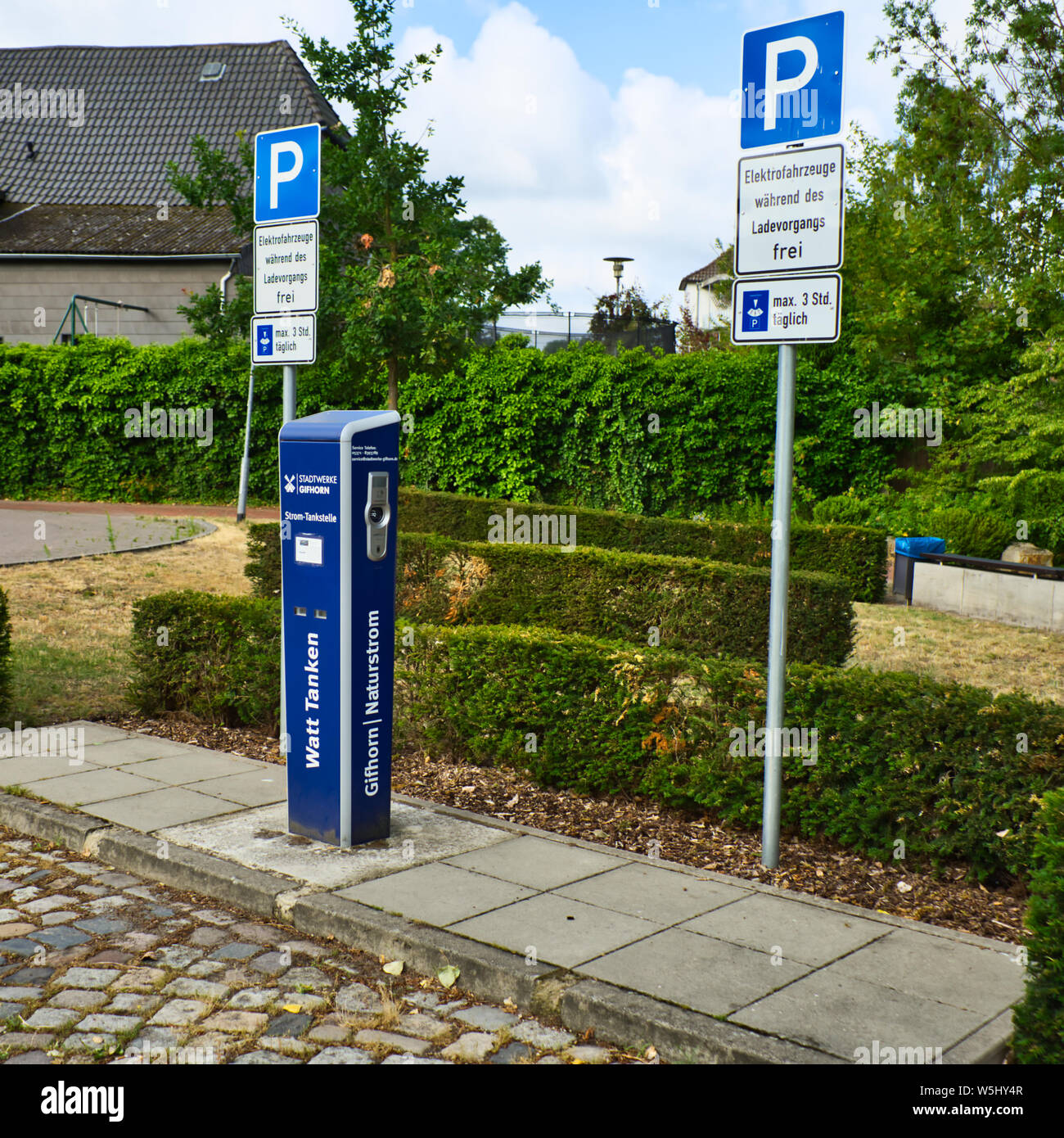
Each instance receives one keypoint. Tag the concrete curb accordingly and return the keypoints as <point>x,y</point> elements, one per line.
<point>629,1018</point>
<point>490,973</point>
<point>679,1035</point>
<point>43,820</point>
<point>187,869</point>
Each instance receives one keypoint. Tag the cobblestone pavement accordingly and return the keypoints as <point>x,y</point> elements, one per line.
<point>99,966</point>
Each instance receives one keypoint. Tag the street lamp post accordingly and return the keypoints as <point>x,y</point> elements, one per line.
<point>618,272</point>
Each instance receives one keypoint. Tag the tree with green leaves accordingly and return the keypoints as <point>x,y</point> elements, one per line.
<point>407,278</point>
<point>991,107</point>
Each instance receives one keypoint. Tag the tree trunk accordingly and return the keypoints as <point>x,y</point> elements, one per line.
<point>393,384</point>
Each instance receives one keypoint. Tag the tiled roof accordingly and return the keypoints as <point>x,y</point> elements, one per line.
<point>119,230</point>
<point>707,272</point>
<point>142,107</point>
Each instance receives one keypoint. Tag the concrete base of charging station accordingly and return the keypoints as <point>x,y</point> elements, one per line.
<point>706,968</point>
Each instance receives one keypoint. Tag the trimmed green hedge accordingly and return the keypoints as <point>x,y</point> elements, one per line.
<point>682,603</point>
<point>900,757</point>
<point>854,553</point>
<point>5,658</point>
<point>647,434</point>
<point>1038,1022</point>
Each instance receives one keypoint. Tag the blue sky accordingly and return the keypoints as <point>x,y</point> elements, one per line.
<point>583,128</point>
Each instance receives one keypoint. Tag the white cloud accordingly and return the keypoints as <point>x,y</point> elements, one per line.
<point>569,173</point>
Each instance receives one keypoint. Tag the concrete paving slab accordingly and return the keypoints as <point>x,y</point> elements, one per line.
<point>840,1014</point>
<point>137,747</point>
<point>17,772</point>
<point>259,839</point>
<point>250,788</point>
<point>936,968</point>
<point>438,895</point>
<point>160,808</point>
<point>96,785</point>
<point>696,972</point>
<point>197,764</point>
<point>665,896</point>
<point>796,931</point>
<point>79,535</point>
<point>536,863</point>
<point>93,733</point>
<point>557,928</point>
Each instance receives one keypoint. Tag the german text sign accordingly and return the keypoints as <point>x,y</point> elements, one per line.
<point>286,268</point>
<point>790,210</point>
<point>283,339</point>
<point>786,309</point>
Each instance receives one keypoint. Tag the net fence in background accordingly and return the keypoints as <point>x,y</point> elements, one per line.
<point>550,330</point>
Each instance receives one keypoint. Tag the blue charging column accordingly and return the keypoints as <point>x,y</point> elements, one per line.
<point>340,481</point>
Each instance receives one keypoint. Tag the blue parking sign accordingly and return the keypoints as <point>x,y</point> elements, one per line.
<point>288,174</point>
<point>755,311</point>
<point>792,81</point>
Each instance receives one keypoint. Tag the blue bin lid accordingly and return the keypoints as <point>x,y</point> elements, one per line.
<point>913,546</point>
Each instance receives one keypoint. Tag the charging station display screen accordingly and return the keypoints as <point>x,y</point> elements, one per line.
<point>309,551</point>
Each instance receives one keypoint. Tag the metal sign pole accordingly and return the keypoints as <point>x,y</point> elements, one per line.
<point>245,464</point>
<point>778,618</point>
<point>288,397</point>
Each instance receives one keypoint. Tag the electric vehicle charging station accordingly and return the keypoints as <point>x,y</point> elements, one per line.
<point>340,481</point>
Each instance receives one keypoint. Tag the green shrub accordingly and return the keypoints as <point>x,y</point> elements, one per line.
<point>1038,1022</point>
<point>899,757</point>
<point>65,429</point>
<point>971,534</point>
<point>682,603</point>
<point>856,554</point>
<point>216,658</point>
<point>651,435</point>
<point>965,531</point>
<point>845,509</point>
<point>5,658</point>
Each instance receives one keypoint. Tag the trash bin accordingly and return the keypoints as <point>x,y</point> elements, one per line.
<point>907,552</point>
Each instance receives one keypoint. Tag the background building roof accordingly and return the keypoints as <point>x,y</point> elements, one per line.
<point>142,107</point>
<point>706,273</point>
<point>119,231</point>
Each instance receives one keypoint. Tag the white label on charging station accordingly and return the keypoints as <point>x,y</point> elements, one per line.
<point>309,551</point>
^^^^^^^^^^^^^^^^
(Your instructions): A verbatim copy of the data, pictures removed, is the expected result.

(Your response):
Each instance receives one keypoint. Tag the concrete curb accordingly and return the keypoints as <point>x,y</point> elements, one per line.
<point>629,1018</point>
<point>490,973</point>
<point>679,1035</point>
<point>43,820</point>
<point>187,869</point>
Each instance receives one keypoint. Tag the cobblestone pavement accordingly and return the keypoints as <point>x,y</point> elements, one per line.
<point>99,966</point>
Each instance receives one keypoint. Tag the street lamp post accordingly and return the keypoints as <point>x,y</point> elements, one per line.
<point>618,272</point>
Each instance receives one keypoint. Tag the tree with green leaves accordingly and return the keypoints as <point>x,y</point> elements, one per line.
<point>407,278</point>
<point>991,107</point>
Each instance receives one keypoint. Tag the tree trunk accordingly and return the keypoints as <point>x,y</point> elements, one per line.
<point>393,384</point>
Each instance receives one keypoint. Tag the tiled roof accordingly and return the keypoints as <point>x,y</point> elements, one per line.
<point>119,230</point>
<point>707,272</point>
<point>142,107</point>
Each instance receives one keypoint. Tag the concrete base of charging station accordingly and return the keypoints as <point>x,y</point> elements, one per line.
<point>706,968</point>
Each instance receives one keypoint. Tag the trimmed green hedge accordingly and return the keypoints as <point>x,y</point> elements, one per line.
<point>682,603</point>
<point>900,757</point>
<point>854,553</point>
<point>5,658</point>
<point>647,434</point>
<point>1038,1022</point>
Each instance receives one keypoint. Tag the blue sky accordingly and return the keypoints as <point>x,y</point> elements, one per line.
<point>583,128</point>
Each instance receives one keypoint. Tag the white cloud accordingly and return the keypoints as <point>x,y</point> elements, one per line.
<point>569,173</point>
Each instance receives one keypoint. Tag the concrete paving slab accordingly and return the keypoints as <point>x,y</point> elements, one per line.
<point>840,1014</point>
<point>137,747</point>
<point>17,772</point>
<point>259,839</point>
<point>250,788</point>
<point>936,968</point>
<point>438,895</point>
<point>160,808</point>
<point>96,785</point>
<point>696,972</point>
<point>197,764</point>
<point>665,896</point>
<point>796,931</point>
<point>79,535</point>
<point>536,863</point>
<point>93,733</point>
<point>557,928</point>
Each instance receives one keypoint. Tag the german text sign accordingly and return the keypoints as <point>x,y</point> elements, one per line.
<point>286,268</point>
<point>790,210</point>
<point>283,339</point>
<point>786,309</point>
Each instance receives one keypoint. Tag the net fence in background accordingly and return the keypoints as <point>x,y</point> elements, one per line.
<point>550,330</point>
Each instance receives one keypoint. Tag the blue charging column accordingly and return the keypoints as <point>x,y</point> elements, one per line.
<point>340,481</point>
Each instance receives one keypoint. Tag the blue parking sign accordingly and return the keypoints as <point>x,y</point> elements, one per line.
<point>288,174</point>
<point>755,311</point>
<point>792,81</point>
Each instance receives one keypoint. Tag the blue bin lid accordingly and return the keypoints as <point>x,y</point> elements, one per line.
<point>913,546</point>
Each instance receives one keypoint. Tag the charging station display screen accordingly and return the keypoints as <point>x,y</point> elements, one per line.
<point>309,551</point>
Each instance receives one keypoint. Tag the metal sign pole accordingly and return the keypoints as <point>x,y</point> elements, one per line.
<point>245,464</point>
<point>778,618</point>
<point>288,397</point>
Each instance receives one keypoint. Tag the electric vehicle charging station accordingly and return the keypoints as <point>x,y</point> elements, one per line.
<point>340,481</point>
Each instance receives one keypoint. Tag the green shrub accordingly and return the keypoints as <point>x,y</point> elements, one per line.
<point>1038,1022</point>
<point>899,757</point>
<point>65,429</point>
<point>971,534</point>
<point>682,603</point>
<point>856,554</point>
<point>216,658</point>
<point>651,435</point>
<point>965,531</point>
<point>845,509</point>
<point>5,658</point>
Each instance receives one keypoint. Tag the trash bin accordingly and return the keypoints as <point>x,y</point> elements, one per line.
<point>907,552</point>
Each instance receives one keypoint. Tag the background building roof accordingly and return the keypoints as <point>x,y</point> elements, one per line.
<point>142,107</point>
<point>706,273</point>
<point>119,231</point>
Each instance receives one keypoint. Tag the white label on charging station accordingly and return the keypoints as <point>x,y</point> elements, one per line.
<point>309,551</point>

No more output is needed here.